[Given problem 1]
In the passage on startup options, what is the stretch from "Trying to grow" through "a technical challenge)."? Reproduce it word for word.
[Given problem 2]
Can you restate more briefly the paragraph of the passage on startup options that begins "Trying to grow the company", keeping its main facts?
[Given problem 3]
How would you render this sentence from the passage on startup options in Spanish: "Trying to grow the company to post-SOX IPO size would also mean a much greater gamble and much greater time investment."

[Selection]
---

With M&A as the only exit available, the pay out for any employee other than perhaps the first-five isn't going to be a "home run". Thus there would be nothing for them to justify giving up a higher salary, stability and working longer hours: their options won't be worth much.

Trying to grow the company to post-SOX IPO size would also mean a much greater gamble and much greater time investment. Now the options wouldn't account for anything for possibly as long as ten years (which isn't much shorter than climbing the ladder at a big company).

This means that smart hacker's most economically rational choice is either working for a big company (which issues RSUs or options for publicly tradeable stock) or co-founding or being employee# 1-5 in a less ambitious venture (which usually isn't going to provide very much of a technical challenge).

---

[Record excerpts]
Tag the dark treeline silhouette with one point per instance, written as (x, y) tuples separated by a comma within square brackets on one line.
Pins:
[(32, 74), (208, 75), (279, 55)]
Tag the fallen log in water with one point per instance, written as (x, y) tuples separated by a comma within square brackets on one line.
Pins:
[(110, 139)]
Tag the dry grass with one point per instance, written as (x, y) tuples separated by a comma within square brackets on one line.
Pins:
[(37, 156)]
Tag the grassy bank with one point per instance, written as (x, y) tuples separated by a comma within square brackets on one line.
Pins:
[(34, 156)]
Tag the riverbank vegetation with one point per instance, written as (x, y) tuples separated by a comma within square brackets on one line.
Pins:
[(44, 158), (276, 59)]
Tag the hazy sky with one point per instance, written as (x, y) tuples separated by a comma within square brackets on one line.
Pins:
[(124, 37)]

---

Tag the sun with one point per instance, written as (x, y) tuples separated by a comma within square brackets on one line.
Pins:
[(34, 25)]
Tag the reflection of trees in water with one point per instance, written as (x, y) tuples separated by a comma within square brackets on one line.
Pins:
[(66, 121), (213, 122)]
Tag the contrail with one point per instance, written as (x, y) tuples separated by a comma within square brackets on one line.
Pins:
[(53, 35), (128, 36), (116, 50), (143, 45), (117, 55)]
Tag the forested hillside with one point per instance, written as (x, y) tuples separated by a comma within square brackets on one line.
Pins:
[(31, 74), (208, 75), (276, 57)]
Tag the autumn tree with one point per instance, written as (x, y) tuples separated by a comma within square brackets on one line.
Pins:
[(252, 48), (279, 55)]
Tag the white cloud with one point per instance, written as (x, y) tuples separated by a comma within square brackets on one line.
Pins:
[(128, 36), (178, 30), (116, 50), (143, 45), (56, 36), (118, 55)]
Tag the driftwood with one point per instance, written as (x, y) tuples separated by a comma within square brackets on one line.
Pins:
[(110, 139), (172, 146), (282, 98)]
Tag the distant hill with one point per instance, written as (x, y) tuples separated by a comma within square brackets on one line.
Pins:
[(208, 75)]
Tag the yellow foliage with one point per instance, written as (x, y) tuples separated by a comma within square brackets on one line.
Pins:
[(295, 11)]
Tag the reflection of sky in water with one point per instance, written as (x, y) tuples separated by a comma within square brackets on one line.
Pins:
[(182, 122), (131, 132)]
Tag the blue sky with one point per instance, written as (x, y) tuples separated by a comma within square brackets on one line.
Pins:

---

[Expected output 1]
Trying to grow the company to post-SOX IPO size would also mean a much greater gamble and much greater time investment. Now the options wouldn't account for anything for possibly as long as ten years (which isn't much shorter than climbing the ladder at a big company).

This means that smart hacker's most economically rational choice is either working for a big company (which issues RSUs or options for publicly tradeable stock) or co-founding or being employee# 1-5 in a less ambitious venture (which usually isn't going to provide very much of a technical challenge).

[Expected output 2]
Growing the company to post-SOX IPO size would be a far bigger gamble and demand far more time, and the options might be worth nothing for up to ten years, which is not much shorter than climbing the ladder at a big company.

[Expected output 3]
Intentar hacer crecer la empresa hasta el tamaño de una salida a bolsa posterior a SOX también supondría una apuesta mucho mayor y una inversión de tiempo mucho mayor.